There was almost no blood on the streets of Moscow that year; the only deaths were those of three young men killed on the night of the failed coup in August 1991. (Today almost no one in Russia remembers their names or celebrates their sacrifice.) The disintegration of the Soviet empire was “relatively peaceful and orderly”, as Dmitri Trenin writes in a sober and analytical book, “Post-Imperium”. It could certainly have been worse, but the collapse unleashed civil and ethnic wars on the periphery—in the Caucasus, Moldova and the most deadly one, Tajikistan. Estimates vary, but about 200,000 people are believed to have died in the post-Soviet conflicts.

“8 Pieces of Empire” by Lawrence Scott Sheets, an American reporter who spent 20 years covering the post-Soviet conflagrations for Reuters and National Public Radio, is a powerful reminder of how relative the words “peaceful and orderly” really were. His book takes the reader inside some of these wars, which were largely ignored by a world preoccupied with the reunification of Germany and the disintegration of Yugoslavia. Different in genre and scope, both books are nonetheless shaped by personal experience.

Mr Trenin, who heads the Carnegie Moscow Centre, served the empire as a military officer in East Germany. Mr Sheets, who now works for the International Crisis Group in South Caucasus, went to the Soviet Union to study Russian in 1987 and returned shortly before Mr Gorbachev’s final presidential speech, hoping to become a foreign correspondent. His book is an invaluable eyewitness account of the traumas of the Soviet collapse told through the lives of those who were caught up in it and often buried under it. The book is written with a disarming honesty, sympathy and humility.

● **EXERCISE DIRECTIONS**: In the review of books on the Soviet collapse, roughly how many people are believed to have died in the post-Soviet conflicts? The data that follows has no connection to the review of books on the Soviet collapse.

● **SOURCE DATA**:
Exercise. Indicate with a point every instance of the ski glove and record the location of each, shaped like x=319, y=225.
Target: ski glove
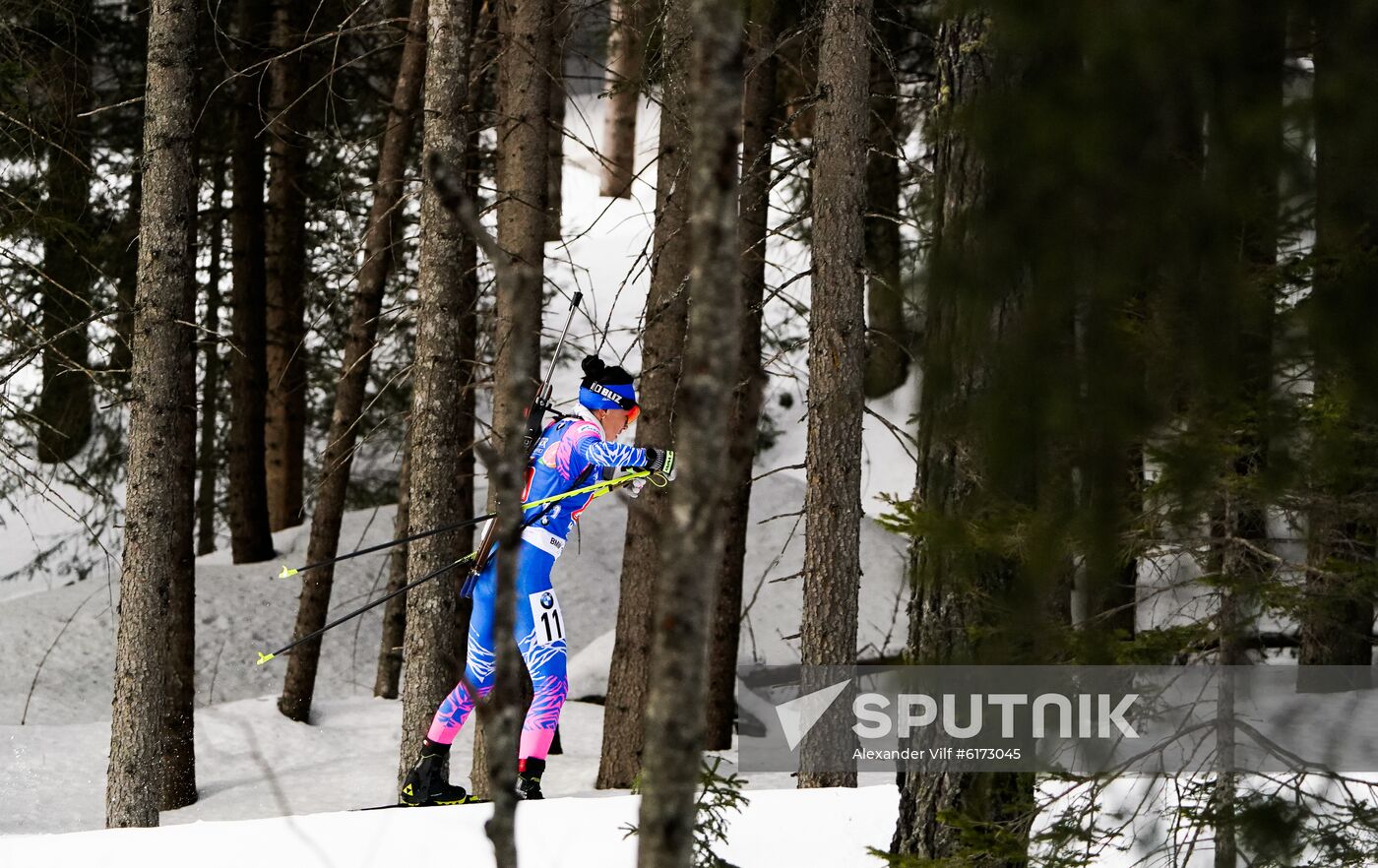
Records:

● **PROBLEM SOLUTION**: About 200,000 people.